_EXTRACT_
====
Polymers composed of an elastomeric A-B-A-B tetrablock copolymer may also be used in the practice of this invention. Such polymers are discussed in U.S. Pat. No. 5,332,613 to Taylor et al. In such polymers, A is a thermoplastic polymer block and B is an isoprene monomer unit hydrogenated to substantially a poly(ethylene-propylene) monomer unit. An example of such a tetrablock copolymer is a styrene-poly(ethylenepropylene)-styrene-poly(ethylenepropylene) or SEPSEP elastomeric block copolymer available from the Shell Chemical Company of Houston, Tex. under the trade designation KRATON.
Other exemplary elastomeric materials which are believed suitable for use with the present invention include polyurethane elastomeric materials such as, for example, those available under the trademark ESTANE from B. F. Goodrich & Co. or MORTHANE from Morton Thiokol Corp., polyester elastomeric materials such as, for example, those available under the trade designation HYTREL from E. I. DuPont De Nemours & Company, and those known as ARNITEL formerly available from Akzo Plastics of Arnhem, Holland and now available from DSM of Sittard, Holland.
In order to improve the thermal compatibility of the intermediate nonwoven web with those of the adjoining layers, it may be desirable to add a tackifier or bonding aid to the elastic polymer composition. Examples of suitable tackifiers include, but are not limited to those described in U.S. Pat. No. 4,789,699 to Kieffer et al. Examples of commercially available tackifiers are REGALREZ 1126 available from Hercules Inc. of Wilmington, Del.; ESCOREZ 5300 from Exxon Chemical Co. and WINGTACK 95 from Goodyear Chemical Co. of Akron, Ohio. The amount of tackifier added will vary with respect to the particular elastic polymer employed in the intermediate elastic fiber layer and those polymers comprising adjoining layers. Although the amount of tackifier added to the elastic intermediate layer will vary, often addition of about 5 to about 20% by weight of the polymer composition is desirable.
====
_ABOUT THIS TASK_
Copy out the passage on elastomeric polymers and tackifiers word for word, in full.

_DATASET EXTRACT_
====
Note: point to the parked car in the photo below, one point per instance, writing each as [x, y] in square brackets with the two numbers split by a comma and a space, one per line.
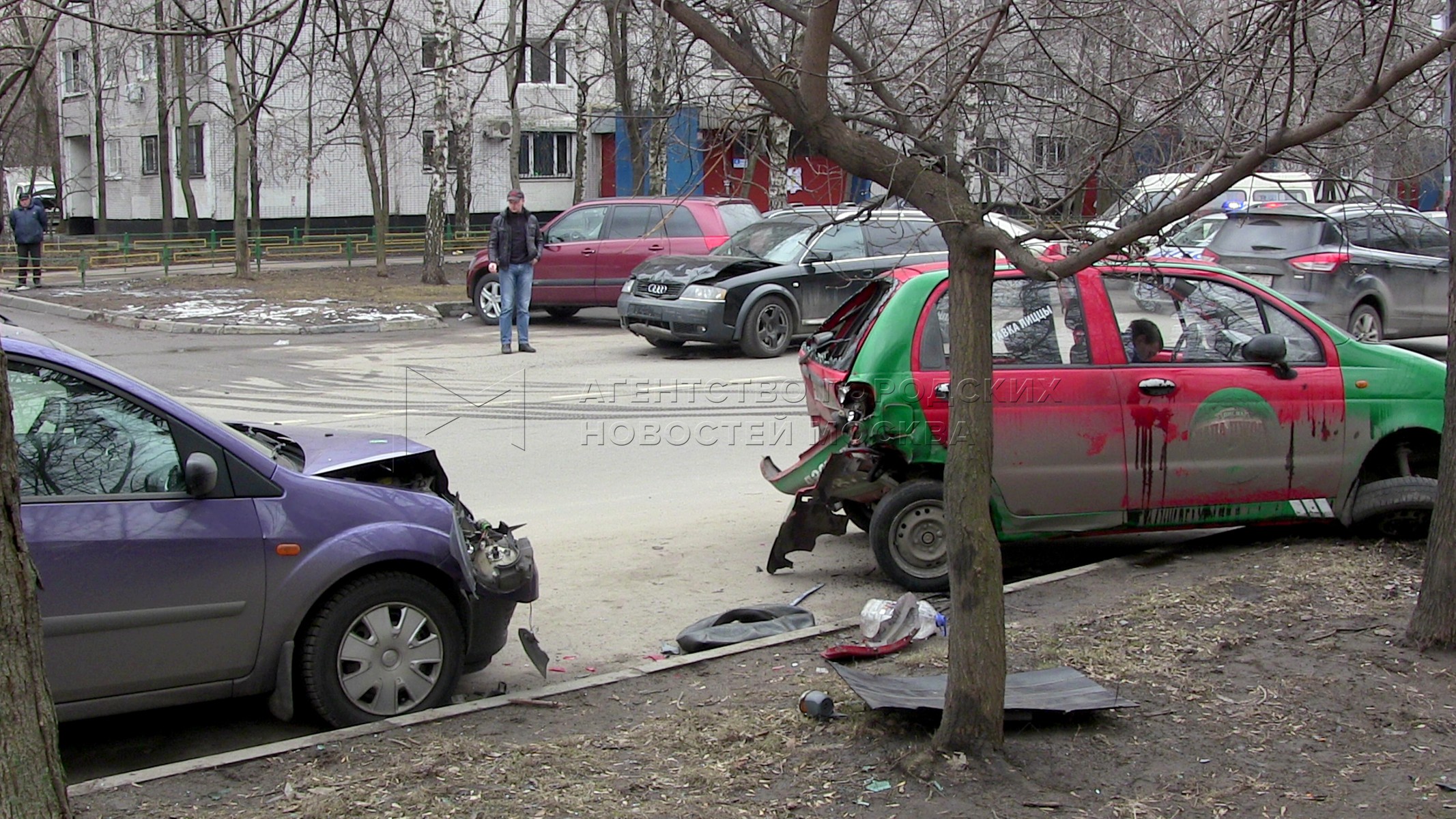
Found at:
====
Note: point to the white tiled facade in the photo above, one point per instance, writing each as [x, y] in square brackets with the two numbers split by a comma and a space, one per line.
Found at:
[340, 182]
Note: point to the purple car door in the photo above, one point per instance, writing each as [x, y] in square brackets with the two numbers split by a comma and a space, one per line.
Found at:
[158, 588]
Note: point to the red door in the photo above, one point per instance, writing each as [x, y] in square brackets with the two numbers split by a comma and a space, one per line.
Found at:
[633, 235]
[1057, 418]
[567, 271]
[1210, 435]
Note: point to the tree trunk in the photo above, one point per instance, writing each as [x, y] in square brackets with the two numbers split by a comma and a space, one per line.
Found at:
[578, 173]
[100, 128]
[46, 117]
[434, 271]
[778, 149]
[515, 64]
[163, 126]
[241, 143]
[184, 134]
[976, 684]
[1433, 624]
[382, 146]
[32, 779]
====
_OUTPUT OF THE TASK_
Polymers composed of an elastomeric A-B-A-B tetrablock copolymer may also be used in the practice of this invention. Such polymers are discussed in U.S. Pat. No. 5,332,613 to Taylor et al. In such polymers, A is a thermoplastic polymer block and B is an isoprene monomer unit hydrogenated to substantially a poly(ethylene-propylene) monomer unit. An example of such a tetrablock copolymer is a styrene-poly(ethylenepropylene)-styrene-poly(ethylenepropylene) or SEPSEP elastomeric block copolymer available from the Shell Chemical Company of Houston, Tex. under the trade designation KRATON.
Other exemplary elastomeric materials which are believed suitable for use with the present invention include polyurethane elastomeric materials such as, for example, those available under the trademark ESTANE from B. F. Goodrich & Co. or MORTHANE from Morton Thiokol Corp., polyester elastomeric materials such as, for example, those available under the trade designation HYTREL from E. I. DuPont De Nemours & Company, and those known as ARNITEL formerly available from Akzo Plastics of Arnhem, Holland and now available from DSM of Sittard, Holland.
In order to improve the thermal compatibility of the intermediate nonwoven web with those of the adjoining layers, it may be desirable to add a tackifier or bonding aid to the elastic polymer composition. Examples of suitable tackifiers include, but are not limited to those described in U.S. Pat. No. 4,789,699 to Kieffer et al. Examples of commercially available tackifiers are REGALREZ 1126 available from Hercules Inc. of Wilmington, Del.; ESCOREZ 5300 from Exxon Chemical Co. and WINGTACK 95 from Goodyear Chemical Co. of Akron, Ohio. The amount of tackifier added will vary with respect to the particular elastic polymer employed in the intermediate elastic fiber layer and those polymers comprising adjoining layers. Although the amount of tackifier added to the elastic intermediate layer will vary, often addition of about 5 to about 20% by weight of the polymer composition is desirable.